> **WHAT YOU WILL DO**
Copy out the lines between the one containing "on the cartoon" and the one containing "point(229, 385)", inclusive, without any pictures.
☆ ☆ ☆
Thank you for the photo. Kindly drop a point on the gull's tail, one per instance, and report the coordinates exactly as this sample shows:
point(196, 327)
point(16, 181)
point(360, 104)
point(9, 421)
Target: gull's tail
☆ ☆ ☆
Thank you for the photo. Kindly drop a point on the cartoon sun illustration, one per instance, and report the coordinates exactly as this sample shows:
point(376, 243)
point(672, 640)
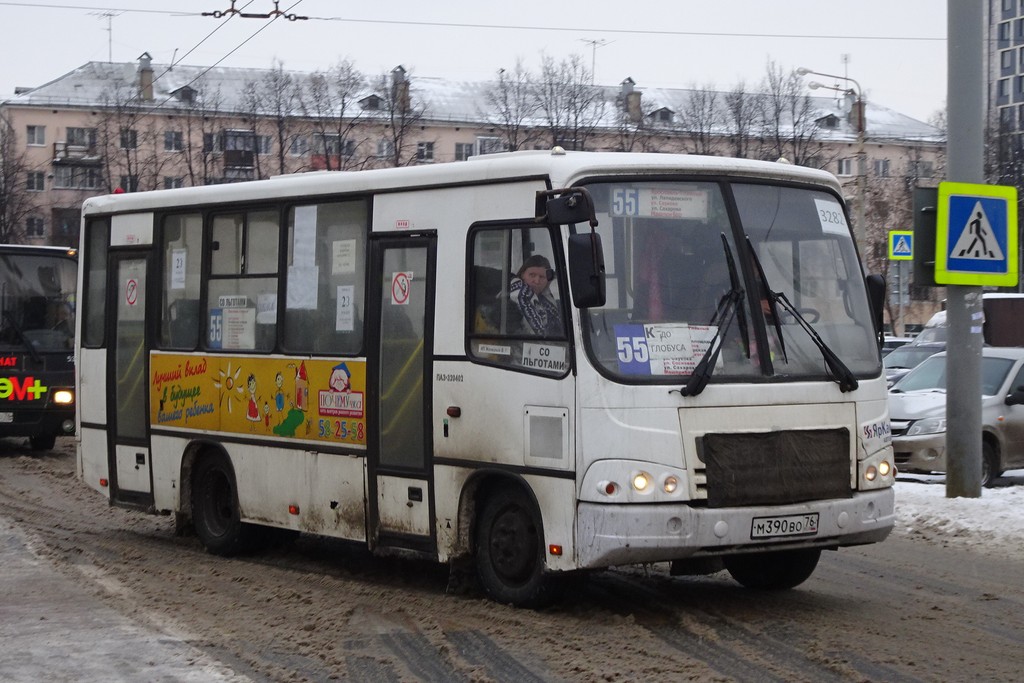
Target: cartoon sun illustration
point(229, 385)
☆ ☆ ☆
> **WRITTEN ANSWER**
Thank you for the photo. Kindly drop a point on the cartoon sun illustration, one per instance, and report the coordinates exactly as this sample shows:
point(376, 243)
point(672, 640)
Target: cartoon sun illustration
point(229, 385)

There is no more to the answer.